_GIVEN INSTRUCTION_: Copy the material word for word, from the line that contains "Reviewer check: make sure each instance of the church facade" through the end of the material.

+ + + + + + +

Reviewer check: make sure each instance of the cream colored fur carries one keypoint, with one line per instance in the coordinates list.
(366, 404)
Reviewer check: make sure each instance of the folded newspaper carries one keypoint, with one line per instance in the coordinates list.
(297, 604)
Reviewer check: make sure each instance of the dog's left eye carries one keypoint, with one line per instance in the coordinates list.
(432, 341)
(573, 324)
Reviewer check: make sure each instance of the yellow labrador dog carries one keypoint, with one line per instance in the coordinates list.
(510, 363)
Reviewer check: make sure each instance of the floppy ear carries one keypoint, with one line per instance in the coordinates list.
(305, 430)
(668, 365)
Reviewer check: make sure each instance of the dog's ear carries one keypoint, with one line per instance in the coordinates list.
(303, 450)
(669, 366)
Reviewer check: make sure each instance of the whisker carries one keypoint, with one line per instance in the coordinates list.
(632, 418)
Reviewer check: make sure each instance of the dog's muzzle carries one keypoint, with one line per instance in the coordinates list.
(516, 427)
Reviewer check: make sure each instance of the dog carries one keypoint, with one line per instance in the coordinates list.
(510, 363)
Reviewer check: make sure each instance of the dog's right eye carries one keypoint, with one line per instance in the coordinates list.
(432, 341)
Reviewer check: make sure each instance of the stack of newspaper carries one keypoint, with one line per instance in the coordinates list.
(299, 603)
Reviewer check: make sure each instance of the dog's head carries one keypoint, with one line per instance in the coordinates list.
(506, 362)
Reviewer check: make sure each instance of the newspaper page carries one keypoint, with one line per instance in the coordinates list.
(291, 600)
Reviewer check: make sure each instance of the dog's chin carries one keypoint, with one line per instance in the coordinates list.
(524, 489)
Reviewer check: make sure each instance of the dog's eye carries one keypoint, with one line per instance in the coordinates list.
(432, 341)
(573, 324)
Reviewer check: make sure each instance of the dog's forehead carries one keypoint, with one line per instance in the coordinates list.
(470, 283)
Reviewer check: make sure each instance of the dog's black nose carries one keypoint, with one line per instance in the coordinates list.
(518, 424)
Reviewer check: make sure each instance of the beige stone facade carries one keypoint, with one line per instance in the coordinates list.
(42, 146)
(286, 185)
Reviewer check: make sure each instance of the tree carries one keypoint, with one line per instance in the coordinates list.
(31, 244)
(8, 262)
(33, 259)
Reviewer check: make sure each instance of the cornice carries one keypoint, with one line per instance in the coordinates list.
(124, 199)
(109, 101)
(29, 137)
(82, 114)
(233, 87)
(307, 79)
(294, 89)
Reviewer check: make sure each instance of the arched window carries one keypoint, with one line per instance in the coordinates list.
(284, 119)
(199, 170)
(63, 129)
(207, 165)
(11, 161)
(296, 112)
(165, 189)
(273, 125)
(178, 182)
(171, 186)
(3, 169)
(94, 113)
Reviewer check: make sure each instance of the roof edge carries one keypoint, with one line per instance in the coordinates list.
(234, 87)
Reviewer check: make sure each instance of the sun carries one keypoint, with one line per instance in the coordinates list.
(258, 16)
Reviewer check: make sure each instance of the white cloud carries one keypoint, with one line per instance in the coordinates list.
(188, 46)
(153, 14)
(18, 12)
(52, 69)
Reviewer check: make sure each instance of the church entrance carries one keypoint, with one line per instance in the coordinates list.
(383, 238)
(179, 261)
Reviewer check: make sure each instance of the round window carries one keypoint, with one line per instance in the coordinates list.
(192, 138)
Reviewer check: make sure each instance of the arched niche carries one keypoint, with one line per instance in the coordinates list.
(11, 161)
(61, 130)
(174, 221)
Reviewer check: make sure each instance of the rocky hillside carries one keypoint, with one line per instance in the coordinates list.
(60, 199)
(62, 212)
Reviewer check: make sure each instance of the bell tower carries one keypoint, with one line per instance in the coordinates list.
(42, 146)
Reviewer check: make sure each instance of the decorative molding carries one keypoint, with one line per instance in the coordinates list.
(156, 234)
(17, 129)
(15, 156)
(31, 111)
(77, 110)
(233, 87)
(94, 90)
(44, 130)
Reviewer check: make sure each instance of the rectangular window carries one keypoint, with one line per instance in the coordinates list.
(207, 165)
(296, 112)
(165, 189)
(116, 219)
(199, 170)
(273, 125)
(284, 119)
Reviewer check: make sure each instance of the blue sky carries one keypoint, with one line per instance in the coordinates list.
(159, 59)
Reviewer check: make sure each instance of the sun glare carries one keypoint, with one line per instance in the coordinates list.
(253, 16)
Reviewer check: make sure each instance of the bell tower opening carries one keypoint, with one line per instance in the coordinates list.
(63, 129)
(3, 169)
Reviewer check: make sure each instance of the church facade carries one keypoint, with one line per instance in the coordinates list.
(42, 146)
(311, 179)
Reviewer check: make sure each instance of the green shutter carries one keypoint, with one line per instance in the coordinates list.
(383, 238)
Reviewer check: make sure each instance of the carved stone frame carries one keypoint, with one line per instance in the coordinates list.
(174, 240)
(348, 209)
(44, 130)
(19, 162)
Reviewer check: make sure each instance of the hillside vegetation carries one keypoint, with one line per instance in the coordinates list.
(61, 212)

+ + + + + + +

_TASK RESPONSE_:
Reviewer check: make sure each instance of the church facade carries one keypoint, with one line per instance in the coordinates list.
(42, 146)
(311, 179)
Reviewer check: make sure each instance of the green shutter carries one keypoint, with one line per instance in the coordinates list.
(383, 238)
Reviewer check: make sure each instance of the carved stone frame carries one keypoint, with one line per instance in the coordinates list.
(174, 240)
(348, 209)
(44, 130)
(19, 162)
Reviewer check: make sure each instance of the hillside vegetation carries one keypoint, with one line per instance in the coordinates list.
(61, 212)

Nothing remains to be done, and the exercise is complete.